§ **SET PROBLEM 1**:
Answer these questions from the MotoGP game review below.
(a) How many official tracks does the game offer to race on?
(b) What are the two career modes called?
(c) At what framerate does the racing run?

§ **QUOTED PASSAGE**:
I was pleasantly surprised by last year’s Valentino Rossi: The Game, which was, confusingly, actually the official MotoGP ‘16 title. It put a wayward series back on-track (sorry) and included one of the best career modes available in any racing game, not just the two-wheeled variety. So, where does Milestone go from there?
Firstly, it has stripped away the Valentino Rossi name and made it all about the sport itself, not one rider. This means that the dirtbike stuff has gone too, so that MotoGP becomes the true focus of the game. It does mean that the personality is gone though, so it’s more of a po-faced representation of the motorsport, but Milestone just lets the racing itself do the talking.
There’s certainly plenty of that, too. There’s a plethora of game modes, such as the usual exhibitions, championships (including co-op), splitscreen multiplayer and of course the online racing, and there are a huge number of licensed bikes and riders to choose from across MotoGP, Moto 2 and 3, as well as Red Bull Rookies. And with 18 official tracks to Race on, it offers so much content.
But after last year’s fantastic career mode, Milestone has gone one step further, this time offering two separate career modes: Rider and Managerial. These are probably self-explanatory but I’ll go ahead and sum them up anyway. The rider’s career is much the same as the last game, as you take your custom rider (male or female, from set visual choices) from the Red Bull Rookies championship, all the way to the top of the MotoGP standings. The managerial career is much deeper and with greater involvement beyond just racing, as you create your own team (you still ride in races, yourself) and sign new riders and sponsors, developing your bikes throughout the season in order to be the best. Again you start at the bottom and work your way up, but you can have bikes competing in different classes, which tests your managerial skills to the limit.
Managerial mode offers an incredible amount of depth as you run your team, deciding on how to use free weekends between races to further your team’s reputation or earn more money. Much like F1 2016, you can use money to develop various parts of your vehicle, but will have to wait a set period of time before the R&D department have the upgrades ready for you to apply. Having this mode separate from the Rider career is a good idea really, as it doesn’t force those players that just want to race, into the whole micro-management scenario.
Actual racing is as good as ever, with its buttery smooth 60 frames per second framerate. There are grids of over 30 racers depending on your chosen class, and you have the choice of jumping right into the racing, going through qualifying, or having the full weekend experience, allowing you to tweak your bike in practice; and you even get the warm-up session before the main race. You can also choose from standard, semi-pro and pro handling modes, with pro being as close to the real thing as possible, and a huge challenge to boot. I’m certainly no expert when it comes to the two-wheeled variety of motorsport, but I did enjoy learning how to fight the bike as it struggled to put the power down out of a corner.

§ **SET PROBLEM 2**:
Identify each line in the listing below that contains the string "fence", and copy those lines. Case matters.

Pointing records
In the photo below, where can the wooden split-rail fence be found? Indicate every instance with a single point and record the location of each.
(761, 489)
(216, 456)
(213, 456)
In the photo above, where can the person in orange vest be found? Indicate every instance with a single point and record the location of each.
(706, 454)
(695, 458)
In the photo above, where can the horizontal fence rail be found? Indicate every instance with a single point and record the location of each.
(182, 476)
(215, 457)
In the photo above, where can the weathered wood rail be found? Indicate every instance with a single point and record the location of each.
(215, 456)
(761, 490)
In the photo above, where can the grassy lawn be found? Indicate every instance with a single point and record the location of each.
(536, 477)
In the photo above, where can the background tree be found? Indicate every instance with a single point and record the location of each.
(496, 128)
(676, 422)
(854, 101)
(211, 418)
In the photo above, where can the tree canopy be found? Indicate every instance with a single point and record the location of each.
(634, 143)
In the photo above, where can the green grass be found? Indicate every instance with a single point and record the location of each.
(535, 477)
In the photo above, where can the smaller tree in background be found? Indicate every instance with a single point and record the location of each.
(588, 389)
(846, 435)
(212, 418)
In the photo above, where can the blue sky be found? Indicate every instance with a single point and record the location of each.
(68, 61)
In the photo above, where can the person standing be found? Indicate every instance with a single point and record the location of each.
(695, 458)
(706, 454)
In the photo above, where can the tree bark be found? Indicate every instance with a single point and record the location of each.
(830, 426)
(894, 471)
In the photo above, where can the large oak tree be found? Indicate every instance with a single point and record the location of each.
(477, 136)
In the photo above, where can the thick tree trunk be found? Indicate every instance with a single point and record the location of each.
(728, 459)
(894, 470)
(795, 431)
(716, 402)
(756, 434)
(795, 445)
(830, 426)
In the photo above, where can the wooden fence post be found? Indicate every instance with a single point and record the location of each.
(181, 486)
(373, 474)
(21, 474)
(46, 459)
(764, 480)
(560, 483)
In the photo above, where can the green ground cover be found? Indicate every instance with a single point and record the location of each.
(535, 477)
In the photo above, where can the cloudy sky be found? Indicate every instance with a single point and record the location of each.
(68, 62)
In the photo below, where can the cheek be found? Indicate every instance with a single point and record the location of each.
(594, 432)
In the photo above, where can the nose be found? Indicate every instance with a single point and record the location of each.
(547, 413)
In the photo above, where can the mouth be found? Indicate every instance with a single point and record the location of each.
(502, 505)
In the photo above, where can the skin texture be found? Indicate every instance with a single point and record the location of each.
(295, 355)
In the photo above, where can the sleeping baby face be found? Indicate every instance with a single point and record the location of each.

§ **TASK SOLUTION 1**:
(a) 18
(b) Rider and Managerial
(c) 60 frames per second

§ **TASK SOLUTION 2**:
In the photo below, where can the wooden split-rail fence be found? Indicate every instance with a single point and record the location of each.
In the photo above, where can the horizontal fence rail be found? Indicate every instance with a single point and record the location of each.
In the photo above, where can the wooden fence post be found? Indicate every instance with a single point and record the location of each.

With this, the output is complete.